EXERCISE REQUIREMENTS: Turn the material below into a Markdown table with the columns Row and Line, starting at its first line and going on through the line containing "M 88 117 L 89". Skip blank lines, and keep pictures out of the table.

## begin MATERIAL FOR THIS TASK

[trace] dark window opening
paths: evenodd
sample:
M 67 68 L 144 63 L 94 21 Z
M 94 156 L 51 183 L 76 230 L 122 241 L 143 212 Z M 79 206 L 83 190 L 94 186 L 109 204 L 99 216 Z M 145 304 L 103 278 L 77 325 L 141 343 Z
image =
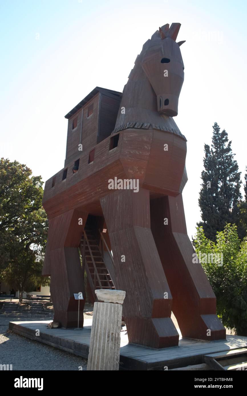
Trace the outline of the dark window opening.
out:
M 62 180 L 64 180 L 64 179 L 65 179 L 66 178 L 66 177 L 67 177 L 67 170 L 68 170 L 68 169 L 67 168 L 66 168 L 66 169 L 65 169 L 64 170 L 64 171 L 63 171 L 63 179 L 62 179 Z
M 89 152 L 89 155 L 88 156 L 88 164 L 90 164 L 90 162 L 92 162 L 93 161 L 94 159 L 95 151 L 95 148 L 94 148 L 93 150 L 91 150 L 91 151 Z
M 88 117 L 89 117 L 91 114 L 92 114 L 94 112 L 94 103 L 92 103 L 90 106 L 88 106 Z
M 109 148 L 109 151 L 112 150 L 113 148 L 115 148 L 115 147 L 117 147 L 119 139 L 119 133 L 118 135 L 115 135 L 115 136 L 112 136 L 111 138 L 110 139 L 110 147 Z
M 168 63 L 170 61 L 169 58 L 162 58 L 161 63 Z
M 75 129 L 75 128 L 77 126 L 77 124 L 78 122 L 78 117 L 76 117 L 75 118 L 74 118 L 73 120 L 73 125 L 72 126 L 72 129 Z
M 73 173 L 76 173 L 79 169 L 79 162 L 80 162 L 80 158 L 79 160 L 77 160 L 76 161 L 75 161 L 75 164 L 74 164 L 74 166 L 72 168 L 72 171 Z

## end MATERIAL FOR THIS TASK

RESULT BELOW:
| Row | Line |
|---|---|
| 1 | [trace] dark window opening |
| 2 | paths: evenodd |
| 3 | sample: |
| 4 | M 67 68 L 144 63 L 94 21 Z |
| 5 | M 94 156 L 51 183 L 76 230 L 122 241 L 143 212 Z M 79 206 L 83 190 L 94 186 L 109 204 L 99 216 Z M 145 304 L 103 278 L 77 325 L 141 343 Z |
| 6 | image = |
| 7 | Trace the outline of the dark window opening. |
| 8 | out: |
| 9 | M 62 180 L 64 180 L 64 179 L 65 179 L 66 178 L 66 177 L 67 177 L 67 170 L 68 170 L 68 169 L 67 168 L 66 168 L 66 169 L 65 169 L 64 170 L 64 171 L 63 171 L 63 179 L 62 179 Z |
| 10 | M 89 152 L 89 155 L 88 156 L 88 164 L 90 164 L 90 162 L 92 162 L 93 161 L 94 159 L 95 151 L 95 148 L 94 148 L 93 150 L 91 150 L 91 151 Z |
| 11 | M 88 117 L 89 117 L 91 114 L 92 114 L 94 112 L 94 103 L 92 103 L 90 106 L 88 106 Z |